Zu erledigende Aufgabe: Setzen Sie den Text über die neue Erfurter Forschungsstelle für Geoökonomie nach seinem letzten Satz fort.

─── Vorliegender Text ───

„Wir wollen ein Gespür dafür entwickeln, wie Unternehmen in Thüringen auf die neue globale Situation schauen“

Einblicke , Vorgestellt
Container im Hafen

Seit einigen Jahren ist immer wieder vom „Ende der Globalisierung“ die Rede. Und in der Tat scheint sich die immer weiter fortschreitende ökonomische Verflechtung der Welt zu verlangsamen. Geopolitische Loyalitäten einzelner Länder oder Machtblöcke treiben den Handel stärker an, neue Konkurrenzen entstehen – vor allem im Bereich der High-Tech und der kritischen Rohstoffe. Was bedeutet das für uns? Mit dieser Frage beschäftigt sich die neue Forschungsstelle für Geoökonomie (EFGEo) an der Universität Erfurt. Sie wird vom Thüringer Ministerium für Wirtschaft, Wissenschaft und Digitale Gesellschaft im Rahmen der Thüringer Forschungs-, Technologie- und Innovationsförderung in den kommenden drei Jahren mit knapp 400.000 Euro gefördert und geht auf die hiesige „Forschungsgruppe Sicherheitskapitalismus“ zurück. „EFGEo“ soll interdisziplinäre Grundlagenforschung an der Schnittstelle von Internationaler Politischer Ökonomie, Rechtswissenschaften, Internationalen Beziehungen und Konfliktforschung sowie Public Policy betreiben und dies an die besondere Situation der europäischen, deutschen und thüringischen Wirtschaft rückbinden. Parallel zu dieser Forschungsstelle hat Anfang 2025 an der Universität Erfurt auch das neue Promotionskolleg „De-Globalisierung und Globale Entkoppelung“ (DeGlobE) seine Arbeit aufgenommen. Es wird bis 2029 mit elf Stipendien sowie weiteren 567.000 Euro von der Hans-Böckler-Stiftung gefördert. Beide – Forschungsstelle und Promotionskolleg – bündeln also in den kommenden Jahren die Expertise zum Thema Geoökonomie und De-Globalisierung auf dem Erfurter Campus. Für unseren Forschungsblog „WortMelder“ haben wir einmal mit Madeleine Böhm, seit diesem Monat wissenschaftliche Koordinatorin des Promotionskollegs, und Jan Ickler gesprochen, der als Postdoc neu an Bord der Forschungsstelle „EFGEo“ ist…

Jan Ickler und Madeleine Böhm
Jan Ickler und Madeleine Böhm

Herr Ickler, werden Wirtschaft und Handel von den großen Staaten und Bündnissen nur noch als Mittel betrachtet, um ihre geopolitischen Ziele zu erreichen? Oder anders gefragt: Wird die neoliberale Globalisierung gerade von einem neuen „Zeitalter der Geoökonomie“ überholt?

─── Quellmaterial ───

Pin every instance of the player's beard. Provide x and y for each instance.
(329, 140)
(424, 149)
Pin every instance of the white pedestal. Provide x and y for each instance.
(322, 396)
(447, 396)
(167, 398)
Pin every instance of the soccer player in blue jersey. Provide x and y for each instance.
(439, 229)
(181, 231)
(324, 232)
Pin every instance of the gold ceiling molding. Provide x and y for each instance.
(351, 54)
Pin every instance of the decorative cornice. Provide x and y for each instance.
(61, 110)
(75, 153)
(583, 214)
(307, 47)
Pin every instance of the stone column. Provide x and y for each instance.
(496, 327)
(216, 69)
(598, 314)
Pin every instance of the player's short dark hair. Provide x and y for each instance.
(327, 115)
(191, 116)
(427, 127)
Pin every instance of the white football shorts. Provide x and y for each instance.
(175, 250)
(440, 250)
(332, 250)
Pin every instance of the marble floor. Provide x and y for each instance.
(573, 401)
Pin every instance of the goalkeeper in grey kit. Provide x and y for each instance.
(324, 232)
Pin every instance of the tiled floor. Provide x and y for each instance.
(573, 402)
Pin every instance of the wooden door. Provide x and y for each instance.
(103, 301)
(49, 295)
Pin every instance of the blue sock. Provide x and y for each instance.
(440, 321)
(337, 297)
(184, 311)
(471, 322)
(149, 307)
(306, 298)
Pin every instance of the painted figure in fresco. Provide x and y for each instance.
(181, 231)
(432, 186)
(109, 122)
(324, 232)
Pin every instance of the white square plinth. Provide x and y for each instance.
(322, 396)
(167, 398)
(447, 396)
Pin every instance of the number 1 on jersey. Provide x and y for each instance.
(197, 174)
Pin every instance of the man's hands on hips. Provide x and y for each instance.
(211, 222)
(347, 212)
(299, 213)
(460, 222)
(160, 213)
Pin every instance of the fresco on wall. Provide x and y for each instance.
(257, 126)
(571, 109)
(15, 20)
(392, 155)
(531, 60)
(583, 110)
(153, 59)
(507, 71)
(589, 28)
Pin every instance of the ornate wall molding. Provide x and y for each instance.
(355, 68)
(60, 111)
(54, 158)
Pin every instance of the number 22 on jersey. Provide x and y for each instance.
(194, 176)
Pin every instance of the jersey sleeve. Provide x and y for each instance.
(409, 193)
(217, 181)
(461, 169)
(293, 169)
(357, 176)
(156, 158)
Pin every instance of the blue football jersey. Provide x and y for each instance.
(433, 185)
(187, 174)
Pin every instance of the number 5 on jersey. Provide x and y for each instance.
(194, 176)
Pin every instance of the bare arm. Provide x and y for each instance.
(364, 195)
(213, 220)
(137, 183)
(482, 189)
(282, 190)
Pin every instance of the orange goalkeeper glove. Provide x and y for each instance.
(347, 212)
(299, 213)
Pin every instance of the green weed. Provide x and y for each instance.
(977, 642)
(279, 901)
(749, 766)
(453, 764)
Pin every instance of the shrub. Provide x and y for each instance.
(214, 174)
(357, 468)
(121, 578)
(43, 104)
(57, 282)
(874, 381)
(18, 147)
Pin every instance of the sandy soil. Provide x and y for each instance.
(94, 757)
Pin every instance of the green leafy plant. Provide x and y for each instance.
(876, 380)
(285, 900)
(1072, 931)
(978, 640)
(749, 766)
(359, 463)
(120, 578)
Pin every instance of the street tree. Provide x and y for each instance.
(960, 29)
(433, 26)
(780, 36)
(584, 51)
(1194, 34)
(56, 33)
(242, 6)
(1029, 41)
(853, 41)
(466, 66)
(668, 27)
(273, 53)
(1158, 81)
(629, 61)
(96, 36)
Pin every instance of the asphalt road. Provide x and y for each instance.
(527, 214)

───

Antwort:
Ickler: Wenn wir uns die aktuellen Entwicklungen und Krisenlagen in der Welt anschauen, entsteht dieser Eindruck. Die America-First-Politik in Trumps zweiter Amtszeit, das stärker werdende Gegengewicht der BRICS-Staaten sowie einzelne protektionistische Gegenversuche anderenorts zeigen gerade, dass eine auf Interdependenzen, gemeinsamen Handel und kulturellen Austausch sowie feste Institutionen basierende Weltordnung zumindest von manchen Akteuren in Frage gestellt wird. Trotzdem mag es etwas vorschnell sein, zu attestieren, dass Handel nur noch geopolitischen Maximen folge.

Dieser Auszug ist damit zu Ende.